TASK OBJECTIVE – Please copy out the rows, starting with the line that contains "the blue sky." and going on through the end of the rows, replacing "drop a dot" with "place a mark" and leaving everything else unchanged.

DATA TO PROCESS –

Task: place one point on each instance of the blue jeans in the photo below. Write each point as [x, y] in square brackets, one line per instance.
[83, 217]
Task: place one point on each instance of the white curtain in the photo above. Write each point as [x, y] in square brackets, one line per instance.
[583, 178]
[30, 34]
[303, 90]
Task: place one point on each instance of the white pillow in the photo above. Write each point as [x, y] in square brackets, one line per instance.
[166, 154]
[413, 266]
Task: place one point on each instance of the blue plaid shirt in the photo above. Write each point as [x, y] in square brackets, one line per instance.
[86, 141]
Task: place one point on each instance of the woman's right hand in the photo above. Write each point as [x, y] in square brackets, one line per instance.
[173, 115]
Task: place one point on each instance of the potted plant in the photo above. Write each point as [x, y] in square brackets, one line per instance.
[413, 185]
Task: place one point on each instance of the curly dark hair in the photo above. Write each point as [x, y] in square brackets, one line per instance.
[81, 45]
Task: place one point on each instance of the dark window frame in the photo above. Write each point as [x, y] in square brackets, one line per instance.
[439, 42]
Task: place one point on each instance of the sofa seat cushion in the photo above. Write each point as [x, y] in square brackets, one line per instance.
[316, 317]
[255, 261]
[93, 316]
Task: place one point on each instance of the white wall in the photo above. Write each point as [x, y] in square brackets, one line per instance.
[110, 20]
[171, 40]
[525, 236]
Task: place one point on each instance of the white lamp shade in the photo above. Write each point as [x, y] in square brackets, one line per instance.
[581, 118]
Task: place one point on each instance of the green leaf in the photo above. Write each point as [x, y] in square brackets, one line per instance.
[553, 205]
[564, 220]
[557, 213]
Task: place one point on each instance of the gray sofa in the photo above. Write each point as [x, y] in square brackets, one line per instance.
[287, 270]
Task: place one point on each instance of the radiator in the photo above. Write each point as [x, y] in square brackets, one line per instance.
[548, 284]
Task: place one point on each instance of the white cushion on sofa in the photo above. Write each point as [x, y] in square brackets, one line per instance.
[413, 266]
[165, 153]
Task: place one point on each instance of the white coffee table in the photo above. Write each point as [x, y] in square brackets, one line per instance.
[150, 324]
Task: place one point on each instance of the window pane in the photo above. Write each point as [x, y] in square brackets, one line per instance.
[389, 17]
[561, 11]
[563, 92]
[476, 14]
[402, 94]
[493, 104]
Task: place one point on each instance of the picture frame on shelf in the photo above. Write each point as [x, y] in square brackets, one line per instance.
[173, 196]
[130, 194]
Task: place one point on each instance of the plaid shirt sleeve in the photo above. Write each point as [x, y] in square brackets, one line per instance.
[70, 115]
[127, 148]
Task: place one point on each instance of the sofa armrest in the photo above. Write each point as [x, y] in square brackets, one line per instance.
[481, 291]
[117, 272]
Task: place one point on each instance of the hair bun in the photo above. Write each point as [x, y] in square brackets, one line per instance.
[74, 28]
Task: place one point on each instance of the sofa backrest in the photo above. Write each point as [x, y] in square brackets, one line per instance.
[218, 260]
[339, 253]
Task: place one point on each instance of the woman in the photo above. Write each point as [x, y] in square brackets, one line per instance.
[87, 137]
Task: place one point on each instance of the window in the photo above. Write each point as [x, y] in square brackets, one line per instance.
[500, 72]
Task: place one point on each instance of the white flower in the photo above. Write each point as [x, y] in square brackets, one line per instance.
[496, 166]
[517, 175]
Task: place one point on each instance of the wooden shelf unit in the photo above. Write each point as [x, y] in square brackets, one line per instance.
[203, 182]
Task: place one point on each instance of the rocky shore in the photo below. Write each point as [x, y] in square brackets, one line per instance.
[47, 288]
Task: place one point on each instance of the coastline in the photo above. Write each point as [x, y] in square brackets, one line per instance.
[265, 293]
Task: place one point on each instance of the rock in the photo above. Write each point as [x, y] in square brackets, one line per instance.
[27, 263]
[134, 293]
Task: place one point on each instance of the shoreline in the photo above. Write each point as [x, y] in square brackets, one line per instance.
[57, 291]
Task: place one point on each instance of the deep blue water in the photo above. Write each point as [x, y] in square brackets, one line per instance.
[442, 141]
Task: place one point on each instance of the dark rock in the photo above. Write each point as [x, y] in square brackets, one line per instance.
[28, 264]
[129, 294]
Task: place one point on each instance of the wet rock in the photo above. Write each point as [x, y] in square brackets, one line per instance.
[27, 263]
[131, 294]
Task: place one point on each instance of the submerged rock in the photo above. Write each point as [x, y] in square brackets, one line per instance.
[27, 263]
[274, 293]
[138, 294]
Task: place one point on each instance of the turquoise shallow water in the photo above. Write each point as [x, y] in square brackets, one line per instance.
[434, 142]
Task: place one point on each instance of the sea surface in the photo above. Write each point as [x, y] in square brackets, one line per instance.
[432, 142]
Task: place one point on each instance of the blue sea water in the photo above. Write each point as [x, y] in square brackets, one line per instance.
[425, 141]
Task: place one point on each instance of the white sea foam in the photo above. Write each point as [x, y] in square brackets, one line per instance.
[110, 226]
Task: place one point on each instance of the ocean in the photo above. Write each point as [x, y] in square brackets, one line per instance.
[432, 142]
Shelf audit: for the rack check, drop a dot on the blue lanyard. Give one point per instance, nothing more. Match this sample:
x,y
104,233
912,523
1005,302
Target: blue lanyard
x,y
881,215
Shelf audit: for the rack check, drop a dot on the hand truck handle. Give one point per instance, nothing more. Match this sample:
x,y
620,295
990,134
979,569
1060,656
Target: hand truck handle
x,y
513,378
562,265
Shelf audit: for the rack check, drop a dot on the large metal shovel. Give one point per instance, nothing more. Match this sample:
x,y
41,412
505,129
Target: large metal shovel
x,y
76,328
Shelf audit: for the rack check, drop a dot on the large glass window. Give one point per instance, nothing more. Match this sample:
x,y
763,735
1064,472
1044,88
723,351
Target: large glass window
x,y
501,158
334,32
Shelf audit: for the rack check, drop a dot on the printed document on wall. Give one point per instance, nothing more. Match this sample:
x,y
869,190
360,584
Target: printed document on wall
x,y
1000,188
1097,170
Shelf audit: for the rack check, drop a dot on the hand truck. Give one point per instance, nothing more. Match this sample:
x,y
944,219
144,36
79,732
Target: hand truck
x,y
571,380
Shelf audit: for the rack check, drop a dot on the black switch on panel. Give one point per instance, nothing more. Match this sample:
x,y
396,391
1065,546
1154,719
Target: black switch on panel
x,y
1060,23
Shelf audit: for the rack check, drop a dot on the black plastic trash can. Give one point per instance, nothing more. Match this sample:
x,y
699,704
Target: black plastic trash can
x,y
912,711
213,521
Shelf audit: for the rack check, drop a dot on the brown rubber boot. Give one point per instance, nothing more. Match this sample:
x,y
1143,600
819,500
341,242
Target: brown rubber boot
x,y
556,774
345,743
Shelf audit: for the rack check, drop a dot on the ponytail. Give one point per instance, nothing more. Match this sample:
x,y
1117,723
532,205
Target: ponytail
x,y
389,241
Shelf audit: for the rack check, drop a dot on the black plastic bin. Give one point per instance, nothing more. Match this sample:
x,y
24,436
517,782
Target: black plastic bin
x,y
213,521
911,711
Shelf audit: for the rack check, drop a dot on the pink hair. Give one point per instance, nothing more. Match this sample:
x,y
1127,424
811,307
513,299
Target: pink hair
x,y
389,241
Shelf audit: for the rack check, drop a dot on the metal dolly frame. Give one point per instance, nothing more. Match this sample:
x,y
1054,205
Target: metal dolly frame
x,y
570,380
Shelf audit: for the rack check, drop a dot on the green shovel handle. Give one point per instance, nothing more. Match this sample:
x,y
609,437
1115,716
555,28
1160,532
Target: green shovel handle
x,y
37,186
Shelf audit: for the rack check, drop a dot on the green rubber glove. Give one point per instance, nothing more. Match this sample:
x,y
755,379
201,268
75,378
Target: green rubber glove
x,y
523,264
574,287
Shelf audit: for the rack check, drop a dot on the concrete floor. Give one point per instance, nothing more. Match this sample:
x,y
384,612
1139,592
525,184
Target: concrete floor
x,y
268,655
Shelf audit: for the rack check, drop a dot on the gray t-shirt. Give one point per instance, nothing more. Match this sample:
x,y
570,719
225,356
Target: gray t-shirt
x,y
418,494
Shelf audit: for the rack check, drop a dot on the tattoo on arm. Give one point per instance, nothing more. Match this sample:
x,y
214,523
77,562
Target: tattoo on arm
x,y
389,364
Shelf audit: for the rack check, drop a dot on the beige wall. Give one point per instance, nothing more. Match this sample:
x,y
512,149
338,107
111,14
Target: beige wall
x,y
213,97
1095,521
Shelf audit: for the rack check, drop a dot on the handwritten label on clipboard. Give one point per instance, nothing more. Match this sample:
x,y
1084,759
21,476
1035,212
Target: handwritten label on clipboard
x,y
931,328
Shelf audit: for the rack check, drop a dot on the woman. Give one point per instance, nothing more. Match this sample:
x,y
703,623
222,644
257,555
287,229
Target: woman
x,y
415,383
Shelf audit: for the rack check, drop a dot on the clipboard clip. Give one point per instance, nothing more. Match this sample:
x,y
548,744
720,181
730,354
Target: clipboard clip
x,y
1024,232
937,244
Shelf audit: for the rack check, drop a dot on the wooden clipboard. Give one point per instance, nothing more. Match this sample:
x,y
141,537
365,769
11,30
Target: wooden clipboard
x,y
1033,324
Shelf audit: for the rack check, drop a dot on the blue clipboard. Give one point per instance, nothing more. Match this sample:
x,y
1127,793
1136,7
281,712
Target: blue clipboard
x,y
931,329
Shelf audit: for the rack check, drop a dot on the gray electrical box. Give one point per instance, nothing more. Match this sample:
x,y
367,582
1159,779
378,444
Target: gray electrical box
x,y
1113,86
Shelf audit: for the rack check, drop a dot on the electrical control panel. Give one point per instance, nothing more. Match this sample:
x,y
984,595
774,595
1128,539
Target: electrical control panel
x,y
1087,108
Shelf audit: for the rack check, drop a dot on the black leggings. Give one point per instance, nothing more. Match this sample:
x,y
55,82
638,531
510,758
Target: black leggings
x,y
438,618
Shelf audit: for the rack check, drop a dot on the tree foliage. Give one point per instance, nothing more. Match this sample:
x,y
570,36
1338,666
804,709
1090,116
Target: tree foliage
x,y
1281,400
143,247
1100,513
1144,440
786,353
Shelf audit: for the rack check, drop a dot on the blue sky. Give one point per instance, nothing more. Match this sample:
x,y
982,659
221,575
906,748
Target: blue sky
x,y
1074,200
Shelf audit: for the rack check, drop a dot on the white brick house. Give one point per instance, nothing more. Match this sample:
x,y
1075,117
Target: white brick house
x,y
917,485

EXERCISE ANSWER –
Shelf audit: for the rack check, place a mark on the blue sky. Give one point per instance, nothing more. Match this sample:
x,y
982,659
221,575
906,748
Target: blue sky
x,y
1074,200
Shelf audit: for the rack check, place a mark on the white brick house. Give one point per instance, nothing more. Match this sample:
x,y
1075,117
Target: white brick house
x,y
917,485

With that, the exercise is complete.